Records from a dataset
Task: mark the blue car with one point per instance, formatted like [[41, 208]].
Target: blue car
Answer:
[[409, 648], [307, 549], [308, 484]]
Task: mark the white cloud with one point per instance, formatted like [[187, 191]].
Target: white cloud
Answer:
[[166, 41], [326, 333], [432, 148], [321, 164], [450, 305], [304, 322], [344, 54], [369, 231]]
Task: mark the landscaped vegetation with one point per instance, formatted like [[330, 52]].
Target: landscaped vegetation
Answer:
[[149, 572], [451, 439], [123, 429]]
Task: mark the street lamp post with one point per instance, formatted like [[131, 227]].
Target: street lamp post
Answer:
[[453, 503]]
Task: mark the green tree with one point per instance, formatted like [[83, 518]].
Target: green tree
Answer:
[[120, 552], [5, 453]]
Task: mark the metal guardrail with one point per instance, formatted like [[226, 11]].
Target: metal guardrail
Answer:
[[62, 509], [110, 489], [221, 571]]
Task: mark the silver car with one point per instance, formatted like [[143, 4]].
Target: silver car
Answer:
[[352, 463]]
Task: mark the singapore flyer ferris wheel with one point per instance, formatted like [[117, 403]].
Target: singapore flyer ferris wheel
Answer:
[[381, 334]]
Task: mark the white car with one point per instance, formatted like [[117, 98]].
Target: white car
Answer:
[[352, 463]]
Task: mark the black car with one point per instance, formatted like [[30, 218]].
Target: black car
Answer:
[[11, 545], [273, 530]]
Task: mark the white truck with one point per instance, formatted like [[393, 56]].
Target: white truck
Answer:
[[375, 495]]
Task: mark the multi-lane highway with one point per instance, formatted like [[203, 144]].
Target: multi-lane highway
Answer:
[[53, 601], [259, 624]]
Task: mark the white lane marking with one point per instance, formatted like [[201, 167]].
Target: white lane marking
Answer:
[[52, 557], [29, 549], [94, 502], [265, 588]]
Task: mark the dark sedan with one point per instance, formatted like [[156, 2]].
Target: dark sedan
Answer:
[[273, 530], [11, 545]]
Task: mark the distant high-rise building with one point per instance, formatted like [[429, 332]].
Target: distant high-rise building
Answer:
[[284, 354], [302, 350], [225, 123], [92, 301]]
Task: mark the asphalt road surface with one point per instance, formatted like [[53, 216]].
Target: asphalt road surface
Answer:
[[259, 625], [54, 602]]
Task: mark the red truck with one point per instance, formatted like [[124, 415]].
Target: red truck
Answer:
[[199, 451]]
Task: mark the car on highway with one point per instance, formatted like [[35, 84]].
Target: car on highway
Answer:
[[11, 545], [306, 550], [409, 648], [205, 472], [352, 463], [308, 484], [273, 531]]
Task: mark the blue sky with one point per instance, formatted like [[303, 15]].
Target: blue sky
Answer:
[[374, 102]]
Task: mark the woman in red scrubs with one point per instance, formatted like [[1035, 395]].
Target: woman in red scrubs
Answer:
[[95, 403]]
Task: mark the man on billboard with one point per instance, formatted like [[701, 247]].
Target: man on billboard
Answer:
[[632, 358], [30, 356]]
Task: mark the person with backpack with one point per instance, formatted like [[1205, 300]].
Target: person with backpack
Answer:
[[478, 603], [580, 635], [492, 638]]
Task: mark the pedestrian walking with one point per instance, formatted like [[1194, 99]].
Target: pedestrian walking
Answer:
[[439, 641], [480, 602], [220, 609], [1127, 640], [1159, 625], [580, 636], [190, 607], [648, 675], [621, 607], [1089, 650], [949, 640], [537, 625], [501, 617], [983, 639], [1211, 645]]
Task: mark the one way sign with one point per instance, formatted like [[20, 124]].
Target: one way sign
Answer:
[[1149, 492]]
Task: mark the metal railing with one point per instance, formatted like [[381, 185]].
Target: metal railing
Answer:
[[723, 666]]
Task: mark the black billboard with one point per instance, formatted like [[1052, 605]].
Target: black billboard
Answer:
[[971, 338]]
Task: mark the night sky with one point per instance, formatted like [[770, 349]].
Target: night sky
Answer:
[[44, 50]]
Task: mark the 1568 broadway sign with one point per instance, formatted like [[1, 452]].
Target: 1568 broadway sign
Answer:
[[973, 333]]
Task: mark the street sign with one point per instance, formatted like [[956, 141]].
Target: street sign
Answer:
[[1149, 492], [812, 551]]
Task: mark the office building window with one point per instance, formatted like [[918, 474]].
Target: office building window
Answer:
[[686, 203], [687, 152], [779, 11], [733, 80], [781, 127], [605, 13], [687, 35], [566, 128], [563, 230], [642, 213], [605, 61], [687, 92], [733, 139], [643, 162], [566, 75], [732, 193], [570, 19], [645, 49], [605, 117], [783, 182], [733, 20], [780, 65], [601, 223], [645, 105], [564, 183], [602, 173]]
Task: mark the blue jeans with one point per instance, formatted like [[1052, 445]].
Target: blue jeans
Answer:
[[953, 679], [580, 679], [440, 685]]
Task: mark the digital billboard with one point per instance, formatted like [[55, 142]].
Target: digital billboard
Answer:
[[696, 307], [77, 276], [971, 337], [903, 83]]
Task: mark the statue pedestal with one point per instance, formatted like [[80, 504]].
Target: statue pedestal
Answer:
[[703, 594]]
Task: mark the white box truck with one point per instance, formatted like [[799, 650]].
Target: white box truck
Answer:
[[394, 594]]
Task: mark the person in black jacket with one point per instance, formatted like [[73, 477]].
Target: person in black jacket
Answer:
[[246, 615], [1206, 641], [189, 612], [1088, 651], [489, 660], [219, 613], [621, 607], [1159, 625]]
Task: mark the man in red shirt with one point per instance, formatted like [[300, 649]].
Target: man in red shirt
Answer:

> **DIRECTIVE**:
Your output consists solely of the lines from the one with "Task: mark the blue jeans" through the last line, copied exactly.

> **SOLUTION BELOW**:
Task: mark the blue jeans with one point per instance, formatted like [[1052, 445]].
Target: blue jeans
Answer:
[[953, 679], [580, 679], [440, 685]]
Task: mark the digital billboard with one point per instance, formatted like [[55, 142]].
Target: digital billboard
Answer:
[[696, 307], [77, 276], [971, 337], [903, 83]]
Task: mark the statue pedestal with one point per instance, formatted like [[80, 504]].
Target: statue pedestal
Answer:
[[703, 594]]
Task: mark the white box truck with one point per instance, formatted like [[799, 650]].
Target: white box truck
Answer:
[[394, 594]]
Task: mark the person in black jacket with one point per instance, formatted like [[73, 477]].
Target: person in black jacket
Answer:
[[246, 615], [1206, 641], [189, 612], [1088, 651], [489, 660], [219, 613], [621, 607], [1159, 625]]
Task: mark the man in red shirt with one point per instance, formatted like [[300, 649]].
Target: man in red shirt
Answer:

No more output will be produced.